» EXTRACT TO READ
Members of the CaHRU team, Jolien Vos, Fiona Togher, Despina Laparidou, Viet-Hai Phung, Ana Godoy, Dr Coral Sirdifield, Dr Zahid Asghar and Prof Niro Siriwardena, recently attended the Spring Trent Regional Society for Academic Primary Care (SAPC) meeting at the University of Nottingham on 17 March 2015 representing the University of Lincoln. It promised to be an exciting day with CaHRU members giving three oral presentations and four posters.
An opening keynote by Professor Alan Ford from the University of Nottingham gave an overview of the challenges we face to innovate in teaching and learning. His talk was followed by a series of interesting parallels or the chance to attend a workshop. Parallel session captured research surrounding medical education as well as topics regarding care pathways, responsiveness in primary care and the development of a quality control framework for mobile app based health behaviour change interventions.

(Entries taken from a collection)
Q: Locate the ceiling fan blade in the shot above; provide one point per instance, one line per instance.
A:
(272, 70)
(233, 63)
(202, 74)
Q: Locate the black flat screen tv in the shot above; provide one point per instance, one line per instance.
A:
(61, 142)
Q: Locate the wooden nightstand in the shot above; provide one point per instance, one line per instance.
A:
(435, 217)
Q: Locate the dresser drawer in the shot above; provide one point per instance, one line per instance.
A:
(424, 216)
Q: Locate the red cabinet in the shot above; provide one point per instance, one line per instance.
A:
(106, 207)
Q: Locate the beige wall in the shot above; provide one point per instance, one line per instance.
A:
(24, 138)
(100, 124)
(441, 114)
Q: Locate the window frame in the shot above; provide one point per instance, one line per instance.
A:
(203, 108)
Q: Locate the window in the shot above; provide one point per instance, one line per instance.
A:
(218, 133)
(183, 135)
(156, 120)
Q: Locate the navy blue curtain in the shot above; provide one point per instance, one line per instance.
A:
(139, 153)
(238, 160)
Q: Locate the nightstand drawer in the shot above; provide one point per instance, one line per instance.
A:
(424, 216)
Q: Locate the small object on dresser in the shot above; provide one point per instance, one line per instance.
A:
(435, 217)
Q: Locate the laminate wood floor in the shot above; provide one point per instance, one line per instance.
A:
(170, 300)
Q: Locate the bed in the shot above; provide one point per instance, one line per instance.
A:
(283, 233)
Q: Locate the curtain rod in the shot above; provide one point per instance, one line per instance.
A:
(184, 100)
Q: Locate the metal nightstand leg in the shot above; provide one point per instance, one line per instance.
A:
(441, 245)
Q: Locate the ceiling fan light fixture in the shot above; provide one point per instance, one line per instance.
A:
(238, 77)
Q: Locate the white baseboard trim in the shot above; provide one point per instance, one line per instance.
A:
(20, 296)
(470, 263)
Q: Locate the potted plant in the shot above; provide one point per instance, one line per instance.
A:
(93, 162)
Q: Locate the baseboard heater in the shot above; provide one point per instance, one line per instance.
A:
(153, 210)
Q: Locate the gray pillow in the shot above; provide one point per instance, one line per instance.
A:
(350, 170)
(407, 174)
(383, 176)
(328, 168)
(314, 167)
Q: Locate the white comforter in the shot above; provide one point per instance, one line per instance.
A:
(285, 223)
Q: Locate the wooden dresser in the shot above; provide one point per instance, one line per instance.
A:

==

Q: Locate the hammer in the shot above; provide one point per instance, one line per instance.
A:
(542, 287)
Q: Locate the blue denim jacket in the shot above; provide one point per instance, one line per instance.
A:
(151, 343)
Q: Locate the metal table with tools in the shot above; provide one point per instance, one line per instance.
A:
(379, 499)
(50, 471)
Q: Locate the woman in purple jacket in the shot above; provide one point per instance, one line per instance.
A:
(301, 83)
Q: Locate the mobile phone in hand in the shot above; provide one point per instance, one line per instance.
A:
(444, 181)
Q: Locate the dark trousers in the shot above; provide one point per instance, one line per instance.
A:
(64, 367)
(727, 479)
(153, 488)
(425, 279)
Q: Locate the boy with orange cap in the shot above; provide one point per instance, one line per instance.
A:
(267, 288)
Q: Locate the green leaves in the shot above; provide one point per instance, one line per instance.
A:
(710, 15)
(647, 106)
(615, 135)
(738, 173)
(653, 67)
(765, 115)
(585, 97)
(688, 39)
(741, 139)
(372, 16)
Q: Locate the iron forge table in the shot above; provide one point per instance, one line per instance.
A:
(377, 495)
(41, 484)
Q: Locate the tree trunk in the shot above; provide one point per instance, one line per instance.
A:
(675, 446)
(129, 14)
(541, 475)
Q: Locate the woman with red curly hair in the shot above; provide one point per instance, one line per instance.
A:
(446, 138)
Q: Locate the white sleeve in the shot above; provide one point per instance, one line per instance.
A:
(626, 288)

» REQUIRED WORK
Retype the part of the SAPC meeting report above that begins at "An opening keynote" and ends after "behaviour change interventions.".

» ANSWER SPACE
An opening keynote by Professor Alan Ford from the University of Nottingham gave an overview of the challenges we face to innovate in teaching and learning. His talk was followed by a series of interesting parallels or the chance to attend a workshop. Parallel session captured research surrounding medical education as well as topics regarding care pathways, responsiveness in primary care and the development of a quality control framework for mobile app based health behaviour change interventions.